Items from a data source:
______________________________
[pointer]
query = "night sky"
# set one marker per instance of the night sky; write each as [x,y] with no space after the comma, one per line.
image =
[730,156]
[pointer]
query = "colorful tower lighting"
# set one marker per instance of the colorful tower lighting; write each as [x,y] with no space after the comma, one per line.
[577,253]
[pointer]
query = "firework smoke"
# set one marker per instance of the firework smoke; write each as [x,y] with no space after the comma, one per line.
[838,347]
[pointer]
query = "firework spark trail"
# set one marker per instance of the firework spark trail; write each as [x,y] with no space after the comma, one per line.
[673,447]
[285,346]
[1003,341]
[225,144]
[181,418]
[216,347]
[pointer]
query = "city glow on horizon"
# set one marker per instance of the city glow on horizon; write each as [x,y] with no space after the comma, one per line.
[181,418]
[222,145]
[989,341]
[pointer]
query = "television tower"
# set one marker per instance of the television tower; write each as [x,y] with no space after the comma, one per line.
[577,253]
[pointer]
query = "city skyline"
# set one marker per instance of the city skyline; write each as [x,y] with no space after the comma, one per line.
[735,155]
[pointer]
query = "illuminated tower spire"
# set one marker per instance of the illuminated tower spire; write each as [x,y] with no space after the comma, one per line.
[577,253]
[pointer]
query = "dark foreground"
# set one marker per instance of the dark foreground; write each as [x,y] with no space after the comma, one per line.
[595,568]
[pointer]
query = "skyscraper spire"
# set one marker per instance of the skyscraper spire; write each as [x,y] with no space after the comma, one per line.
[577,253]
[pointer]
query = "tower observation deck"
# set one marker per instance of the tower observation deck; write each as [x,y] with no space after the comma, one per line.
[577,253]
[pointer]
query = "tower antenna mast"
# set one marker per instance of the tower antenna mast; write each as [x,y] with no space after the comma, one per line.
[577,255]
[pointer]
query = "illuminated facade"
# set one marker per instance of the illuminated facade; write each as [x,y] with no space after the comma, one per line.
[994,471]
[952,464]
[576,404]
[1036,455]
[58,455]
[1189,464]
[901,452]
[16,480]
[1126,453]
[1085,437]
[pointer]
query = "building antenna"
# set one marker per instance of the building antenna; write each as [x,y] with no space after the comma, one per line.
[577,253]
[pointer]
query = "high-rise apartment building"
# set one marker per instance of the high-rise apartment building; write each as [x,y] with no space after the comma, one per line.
______________________________
With no alteration of any kind, give the data again in full.

Output below:
[pointer]
query = "night sky"
# set one marker per instance of the night sky; write each as [x,y] with no space after the comma, one per line.
image =
[730,156]
[pointer]
query = "colorful tower lighting"
# set one marker per instance of the colorful tower lighting; write each as [x,y] with no space after the comma, one per line.
[577,253]
[pointer]
query = "firework smoke"
# set one marker per instance of the firework smoke; write each as [x,y] with no space after the comma, one per line.
[838,347]
[pointer]
query = "firework spark trail"
# set one marker per instance of the firework spark trail; write each as [x,y] with no space after the comma, one per line.
[673,447]
[285,346]
[1003,341]
[225,144]
[181,418]
[216,347]
[pointer]
query = "city glow on horizon"
# set one marker per instance of the city glow on horizon; write each as [x,y] with no space after the comma, one per line.
[181,418]
[222,145]
[989,341]
[pointer]
query = "television tower"
# set one marker per instance of the television tower; write each as [x,y] with no space after the comma, one per line.
[577,253]
[pointer]
query = "city skyline"
# set one marker per instance of the city skyline; write each as [x,y] with no space after the comma, one per line.
[735,155]
[pointer]
query = "illuminated tower spire"
# set one marker per instance of the illuminated tower spire; write each as [x,y] with no space after the comma, one per line.
[577,253]
[pointer]
query = "dark foreground"
# set one marker per instance of the dark foreground; write each as [x,y] with no space after the comma, one per line.
[595,568]
[pointer]
query = "skyscraper spire"
# set one marker per instance of the skyscraper spire; write each as [x,y] with no space after the comma, one per line.
[577,253]
[pointer]
query = "tower observation deck"
# set one marker per instance of the tower observation deck; write each as [x,y] with no space after the comma, one per line.
[577,253]
[pointer]
query = "tower antenna mast"
# set one marker per instance of the tower antenna mast; write each as [x,y] with no space after the comma, one per line.
[577,255]
[pointer]
query = "illuminated facade"
# set one marker per instance of the illuminated facade; write each as [x,y] with no space after the comma, one per line.
[994,471]
[952,464]
[576,404]
[1036,455]
[58,455]
[1189,464]
[901,452]
[16,480]
[1126,453]
[1085,437]
[pointer]
query = "building antenna"
# set one marker per instance of the building antenna; write each as [x,y] with no space after the comma, one per line.
[577,253]
[pointer]
query = "high-rise apartment building"
# set one marker per instance of the high-rise apartment building; write each as [x,y] with no space after the comma, one per line.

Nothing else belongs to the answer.